Collected data entries:
=== Section Start ===
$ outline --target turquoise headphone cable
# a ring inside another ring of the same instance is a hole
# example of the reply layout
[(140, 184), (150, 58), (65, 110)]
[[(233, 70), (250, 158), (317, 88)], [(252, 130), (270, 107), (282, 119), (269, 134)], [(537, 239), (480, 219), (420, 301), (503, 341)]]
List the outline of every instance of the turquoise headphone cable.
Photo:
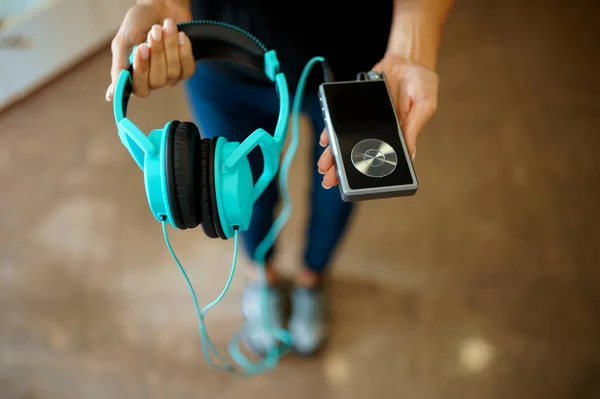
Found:
[(279, 173), (279, 186), (281, 190), (281, 197), (283, 207), (277, 219), (273, 222), (273, 225), (269, 229), (269, 232), (261, 243), (256, 248), (254, 254), (254, 260), (264, 269), (265, 266), (265, 255), (267, 251), (275, 244), (277, 236), (281, 232), (281, 229), (287, 222), (292, 213), (292, 200), (288, 190), (288, 175), (289, 169), (298, 149), (298, 142), (300, 139), (300, 112), (302, 111), (302, 100), (304, 99), (304, 88), (308, 80), (308, 76), (314, 64), (317, 62), (325, 62), (323, 57), (314, 57), (304, 67), (300, 79), (298, 80), (298, 87), (296, 88), (296, 94), (294, 95), (294, 103), (292, 105), (292, 136), (290, 138), (289, 147), (281, 161), (281, 169)]
[[(283, 228), (283, 226), (289, 219), (289, 216), (292, 212), (292, 201), (290, 198), (289, 188), (288, 188), (288, 175), (289, 175), (289, 169), (290, 169), (291, 163), (293, 161), (294, 155), (298, 148), (298, 143), (299, 143), (299, 138), (300, 138), (300, 132), (299, 132), (299, 130), (300, 130), (300, 113), (301, 113), (301, 106), (302, 106), (302, 101), (303, 101), (303, 97), (304, 97), (304, 89), (305, 89), (306, 82), (308, 80), (310, 71), (317, 62), (323, 63), (323, 71), (324, 71), (324, 74), (326, 75), (325, 78), (327, 79), (329, 77), (328, 73), (330, 73), (330, 71), (329, 71), (328, 67), (326, 66), (326, 62), (323, 57), (312, 58), (306, 64), (306, 66), (304, 67), (304, 69), (302, 71), (302, 74), (298, 81), (298, 87), (296, 89), (296, 93), (294, 96), (294, 103), (292, 106), (292, 134), (291, 134), (291, 138), (290, 138), (290, 143), (289, 143), (288, 149), (285, 153), (285, 156), (281, 162), (281, 169), (280, 169), (280, 173), (279, 173), (279, 186), (280, 186), (280, 191), (281, 191), (281, 196), (282, 196), (283, 207), (282, 207), (282, 210), (281, 210), (280, 214), (278, 215), (277, 219), (275, 219), (275, 221), (273, 222), (273, 225), (269, 229), (269, 232), (267, 233), (265, 238), (261, 241), (261, 243), (258, 245), (256, 252), (254, 254), (254, 261), (257, 264), (256, 267), (258, 267), (261, 281), (264, 283), (263, 287), (262, 287), (263, 289), (261, 292), (261, 296), (260, 296), (261, 297), (261, 300), (260, 300), (261, 314), (263, 316), (263, 318), (262, 318), (263, 328), (268, 330), (274, 338), (277, 338), (279, 341), (284, 343), (284, 346), (286, 348), (284, 348), (283, 353), (281, 352), (281, 349), (279, 347), (275, 347), (267, 352), (265, 359), (263, 359), (262, 361), (260, 361), (258, 363), (252, 363), (244, 355), (242, 355), (242, 353), (239, 349), (239, 343), (241, 341), (241, 333), (238, 333), (238, 334), (236, 334), (236, 337), (234, 337), (231, 340), (228, 347), (229, 347), (229, 353), (230, 353), (231, 358), (238, 365), (240, 365), (242, 368), (245, 369), (245, 372), (240, 372), (219, 354), (219, 352), (216, 350), (216, 348), (206, 330), (206, 326), (204, 324), (204, 317), (206, 316), (206, 313), (223, 299), (223, 297), (226, 295), (226, 293), (229, 290), (231, 283), (233, 281), (233, 276), (234, 276), (235, 270), (236, 270), (238, 251), (239, 251), (239, 238), (238, 238), (239, 231), (238, 231), (238, 229), (235, 229), (235, 231), (234, 231), (233, 260), (231, 263), (231, 271), (229, 273), (227, 282), (225, 283), (225, 286), (223, 287), (221, 294), (215, 300), (213, 300), (211, 303), (209, 303), (206, 307), (204, 307), (204, 309), (201, 309), (201, 307), (198, 303), (198, 298), (196, 296), (196, 292), (194, 290), (194, 286), (193, 286), (192, 282), (190, 281), (190, 279), (185, 271), (185, 268), (183, 267), (183, 265), (181, 264), (181, 262), (175, 255), (175, 251), (173, 250), (173, 247), (171, 246), (171, 242), (169, 240), (168, 233), (167, 233), (167, 222), (166, 222), (166, 220), (162, 220), (162, 230), (163, 230), (165, 243), (167, 245), (169, 252), (171, 253), (171, 256), (173, 257), (173, 260), (177, 264), (179, 271), (183, 275), (183, 278), (185, 279), (187, 287), (192, 296), (192, 301), (194, 303), (196, 316), (198, 318), (200, 343), (202, 345), (202, 351), (204, 353), (204, 357), (211, 367), (218, 369), (218, 370), (226, 370), (226, 371), (229, 371), (238, 376), (246, 376), (246, 377), (254, 376), (254, 375), (260, 374), (264, 371), (267, 371), (269, 369), (274, 369), (277, 366), (277, 363), (278, 363), (279, 359), (283, 356), (283, 354), (285, 352), (288, 352), (289, 350), (291, 350), (292, 337), (289, 334), (289, 332), (287, 332), (281, 328), (275, 328), (269, 323), (269, 309), (268, 309), (268, 303), (267, 303), (268, 297), (267, 297), (267, 292), (266, 292), (267, 286), (266, 286), (265, 254), (275, 244), (277, 236), (281, 232), (281, 229)], [(215, 364), (213, 362), (211, 354), (214, 355), (222, 365)]]
[[(225, 359), (223, 359), (223, 357), (219, 354), (219, 352), (216, 350), (214, 344), (212, 343), (210, 336), (206, 332), (206, 326), (204, 325), (204, 316), (213, 306), (215, 306), (217, 303), (219, 303), (219, 301), (221, 299), (223, 299), (223, 297), (229, 290), (229, 287), (231, 286), (231, 283), (233, 281), (233, 275), (235, 274), (237, 257), (238, 257), (238, 231), (236, 229), (234, 232), (234, 235), (233, 235), (233, 261), (231, 263), (231, 271), (229, 272), (229, 278), (227, 279), (227, 283), (225, 283), (225, 287), (223, 287), (221, 294), (214, 301), (209, 303), (204, 309), (200, 309), (200, 305), (198, 303), (198, 297), (196, 296), (196, 290), (194, 290), (194, 285), (192, 284), (190, 278), (188, 277), (188, 275), (185, 271), (185, 268), (179, 261), (179, 258), (177, 257), (177, 255), (175, 255), (175, 251), (173, 250), (173, 247), (171, 246), (171, 241), (169, 240), (169, 235), (167, 233), (167, 223), (165, 220), (162, 221), (162, 230), (163, 230), (163, 235), (165, 237), (165, 242), (167, 244), (167, 248), (169, 249), (169, 252), (171, 253), (171, 256), (173, 257), (173, 260), (177, 264), (179, 271), (183, 275), (183, 278), (185, 279), (185, 282), (186, 282), (188, 289), (190, 291), (190, 294), (192, 296), (192, 301), (194, 303), (194, 308), (196, 310), (196, 316), (198, 317), (198, 324), (199, 324), (199, 329), (200, 329), (200, 343), (202, 345), (202, 351), (204, 352), (204, 357), (206, 358), (206, 361), (211, 365), (211, 367), (214, 367), (217, 369), (222, 369), (222, 370), (230, 370), (232, 368), (231, 365), (229, 365), (228, 362), (225, 361)], [(207, 347), (207, 345), (208, 345), (208, 347)], [(217, 357), (224, 364), (224, 366), (219, 367), (213, 363), (210, 353), (208, 352), (209, 349), (210, 349), (210, 352), (212, 352), (213, 355), (215, 355), (215, 357)]]

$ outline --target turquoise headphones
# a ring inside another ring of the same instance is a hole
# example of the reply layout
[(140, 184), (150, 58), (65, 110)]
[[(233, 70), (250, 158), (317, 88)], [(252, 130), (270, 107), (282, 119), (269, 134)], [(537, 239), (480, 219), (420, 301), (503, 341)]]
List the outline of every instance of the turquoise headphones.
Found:
[[(131, 95), (132, 68), (121, 71), (117, 80), (114, 115), (121, 143), (129, 151), (144, 173), (144, 184), (150, 210), (161, 222), (165, 242), (171, 256), (183, 274), (192, 295), (199, 320), (202, 350), (207, 362), (214, 368), (227, 370), (241, 376), (253, 376), (276, 367), (279, 359), (292, 348), (291, 334), (269, 323), (266, 284), (261, 298), (261, 313), (265, 315), (263, 327), (280, 345), (269, 350), (263, 359), (253, 363), (240, 350), (241, 335), (229, 344), (229, 354), (241, 366), (240, 372), (215, 349), (204, 324), (204, 317), (226, 294), (235, 272), (238, 254), (238, 232), (250, 224), (256, 199), (274, 179), (279, 168), (279, 158), (286, 140), (290, 114), (289, 92), (285, 76), (279, 70), (279, 61), (273, 50), (267, 48), (250, 33), (236, 26), (218, 21), (192, 21), (178, 25), (192, 43), (196, 61), (219, 59), (243, 64), (264, 72), (275, 83), (279, 96), (279, 118), (274, 134), (257, 129), (241, 143), (228, 142), (224, 137), (202, 139), (192, 122), (171, 121), (162, 129), (152, 130), (146, 136), (126, 116)], [(135, 51), (135, 49), (134, 49)], [(254, 260), (264, 275), (264, 256), (274, 244), (291, 213), (287, 176), (294, 153), (298, 147), (299, 114), (304, 86), (310, 69), (316, 62), (323, 65), (323, 73), (330, 75), (322, 57), (311, 59), (300, 77), (292, 113), (292, 137), (281, 164), (280, 190), (283, 209), (271, 226), (267, 236), (258, 246)], [(133, 52), (130, 57), (133, 65)], [(264, 158), (262, 175), (253, 183), (247, 155), (259, 146)], [(167, 234), (167, 225), (180, 230), (202, 226), (211, 238), (234, 239), (234, 256), (229, 279), (221, 294), (204, 309), (200, 308), (190, 279), (175, 255)], [(262, 267), (260, 267), (262, 266)], [(266, 280), (265, 280), (266, 281)], [(216, 365), (212, 356), (219, 359)]]
[[(264, 70), (279, 95), (279, 119), (273, 135), (257, 129), (242, 143), (230, 143), (224, 137), (201, 139), (192, 122), (171, 121), (146, 137), (126, 116), (131, 71), (123, 70), (117, 80), (114, 114), (119, 136), (144, 172), (154, 217), (180, 230), (201, 225), (208, 237), (227, 239), (233, 237), (234, 229), (248, 228), (252, 203), (277, 172), (288, 127), (287, 82), (275, 51), (267, 51), (238, 27), (193, 21), (178, 28), (190, 38), (196, 61), (218, 58)], [(253, 184), (246, 156), (256, 146), (262, 150), (264, 169)]]

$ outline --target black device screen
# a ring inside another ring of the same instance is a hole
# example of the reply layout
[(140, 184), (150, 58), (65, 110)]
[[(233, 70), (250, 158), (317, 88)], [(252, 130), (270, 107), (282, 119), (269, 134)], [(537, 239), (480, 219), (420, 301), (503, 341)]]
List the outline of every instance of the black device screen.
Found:
[[(362, 81), (323, 85), (329, 118), (342, 152), (348, 184), (352, 189), (413, 184), (400, 139), (401, 132), (384, 81)], [(397, 157), (396, 168), (384, 177), (370, 177), (352, 163), (352, 149), (365, 139), (388, 143)]]

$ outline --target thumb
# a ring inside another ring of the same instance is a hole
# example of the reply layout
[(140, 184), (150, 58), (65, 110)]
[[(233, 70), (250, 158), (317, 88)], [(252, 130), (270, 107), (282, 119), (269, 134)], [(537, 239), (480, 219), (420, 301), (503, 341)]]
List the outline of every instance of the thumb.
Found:
[(112, 52), (111, 83), (106, 90), (106, 101), (112, 101), (119, 74), (130, 66), (129, 55), (133, 46), (143, 43), (148, 31), (157, 22), (159, 22), (159, 17), (153, 6), (135, 5), (125, 14), (121, 27), (110, 46)]
[(432, 99), (417, 100), (406, 116), (404, 139), (413, 160), (417, 151), (417, 138), (435, 111), (436, 104)]
[(112, 101), (115, 94), (115, 85), (119, 74), (123, 69), (129, 68), (129, 53), (133, 50), (133, 45), (128, 41), (123, 40), (118, 35), (113, 39), (111, 44), (112, 50), (112, 65), (110, 69), (111, 82), (106, 90), (106, 101)]

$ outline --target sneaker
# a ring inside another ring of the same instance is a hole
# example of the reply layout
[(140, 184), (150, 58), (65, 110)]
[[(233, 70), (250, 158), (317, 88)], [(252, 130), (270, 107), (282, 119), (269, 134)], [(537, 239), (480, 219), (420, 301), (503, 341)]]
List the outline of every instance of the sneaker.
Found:
[(290, 299), (288, 329), (294, 339), (294, 349), (301, 355), (312, 355), (323, 346), (329, 333), (326, 290), (295, 287)]
[[(255, 355), (265, 355), (270, 349), (277, 346), (277, 339), (263, 327), (262, 320), (262, 290), (263, 285), (251, 283), (244, 290), (242, 296), (242, 312), (244, 314), (244, 327), (242, 340)], [(283, 327), (282, 295), (279, 287), (267, 287), (267, 305), (269, 310), (268, 323), (271, 328)]]

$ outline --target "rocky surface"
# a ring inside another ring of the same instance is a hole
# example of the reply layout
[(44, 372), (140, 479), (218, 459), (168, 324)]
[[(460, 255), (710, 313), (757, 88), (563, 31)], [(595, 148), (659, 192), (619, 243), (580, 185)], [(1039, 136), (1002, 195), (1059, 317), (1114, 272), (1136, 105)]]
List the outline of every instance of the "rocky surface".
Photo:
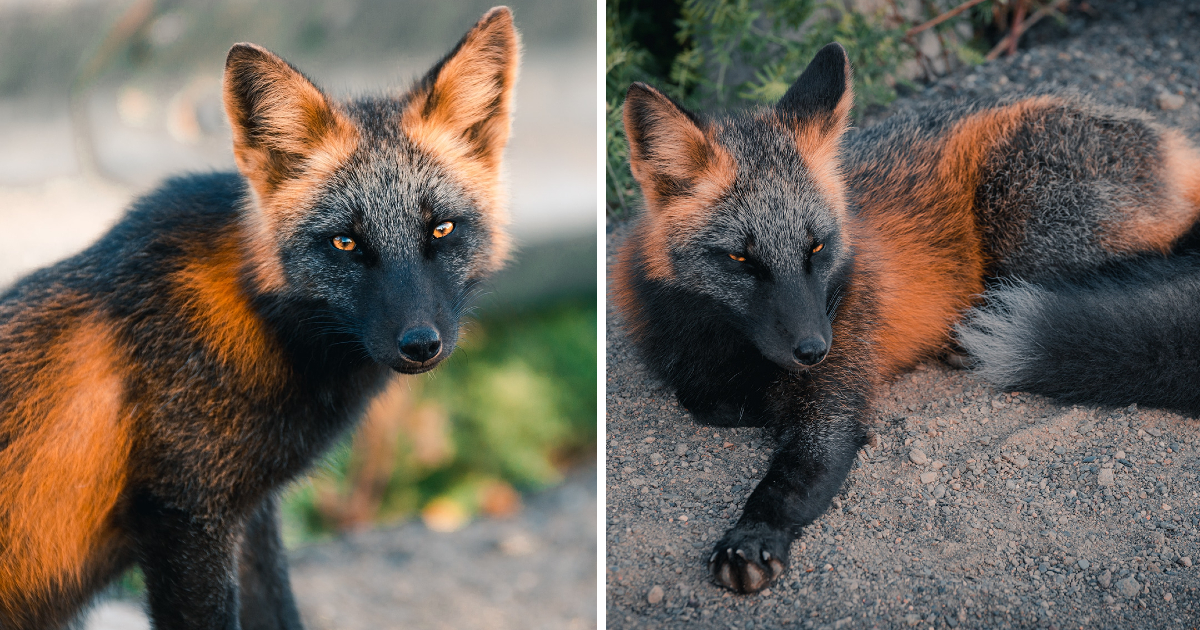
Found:
[[(1200, 5), (1093, 2), (1078, 35), (959, 71), (866, 117), (956, 96), (1076, 89), (1200, 142)], [(1165, 96), (1164, 96), (1165, 95)], [(611, 225), (608, 247), (623, 238)], [(877, 401), (868, 449), (770, 589), (705, 561), (763, 474), (758, 429), (696, 424), (607, 319), (610, 628), (1200, 623), (1200, 421), (1063, 406), (923, 365)]]
[[(291, 553), (310, 630), (588, 630), (596, 627), (596, 469), (527, 498), (507, 520), (439, 533), (420, 523)], [(149, 628), (140, 602), (103, 602), (86, 630)]]

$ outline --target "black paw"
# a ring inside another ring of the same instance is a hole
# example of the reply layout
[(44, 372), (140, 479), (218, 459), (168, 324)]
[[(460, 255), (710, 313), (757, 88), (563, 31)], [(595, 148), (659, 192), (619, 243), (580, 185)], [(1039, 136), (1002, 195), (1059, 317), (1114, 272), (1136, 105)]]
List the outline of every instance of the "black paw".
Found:
[(739, 525), (717, 542), (708, 570), (717, 584), (732, 591), (761, 591), (787, 569), (791, 543), (791, 536), (766, 525)]

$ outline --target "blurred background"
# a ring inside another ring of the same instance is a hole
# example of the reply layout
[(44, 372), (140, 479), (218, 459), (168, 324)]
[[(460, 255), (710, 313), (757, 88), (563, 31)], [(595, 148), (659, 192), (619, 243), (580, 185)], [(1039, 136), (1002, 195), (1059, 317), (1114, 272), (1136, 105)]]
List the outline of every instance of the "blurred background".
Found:
[[(0, 286), (82, 249), (164, 176), (234, 168), (234, 42), (334, 96), (402, 91), (492, 4), (0, 0)], [(597, 9), (508, 4), (524, 40), (506, 154), (518, 249), (454, 356), (398, 381), (286, 493), (310, 627), (595, 626)], [(404, 581), (438, 565), (443, 588)], [(139, 592), (131, 572), (113, 595), (135, 603), (91, 627), (146, 627)]]

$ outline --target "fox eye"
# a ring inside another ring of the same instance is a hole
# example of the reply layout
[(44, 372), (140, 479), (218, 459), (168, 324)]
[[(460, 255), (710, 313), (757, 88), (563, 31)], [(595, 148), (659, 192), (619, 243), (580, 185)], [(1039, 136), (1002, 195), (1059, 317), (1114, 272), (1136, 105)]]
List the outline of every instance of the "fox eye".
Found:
=== Section End ===
• [ACTION ITEM] Taking the entries above, write out exactly each line from the one holding "--target turquoise headphones" to the one holding "List the outline of every instance of the turquoise headphones.", both included, and stop there.

• [FINAL ANSWER]
$ outline --target turquoise headphones
# a ring inside another ring of the same instance is a hole
# example of the reply layout
[(140, 184), (150, 58), (65, 110)]
[[(233, 70), (250, 158), (317, 88)], [(252, 130), (270, 107), (282, 119), (269, 134)], [(537, 239), (480, 219), (420, 301), (503, 341)]]
List the outline of every instance of the turquoise headphones.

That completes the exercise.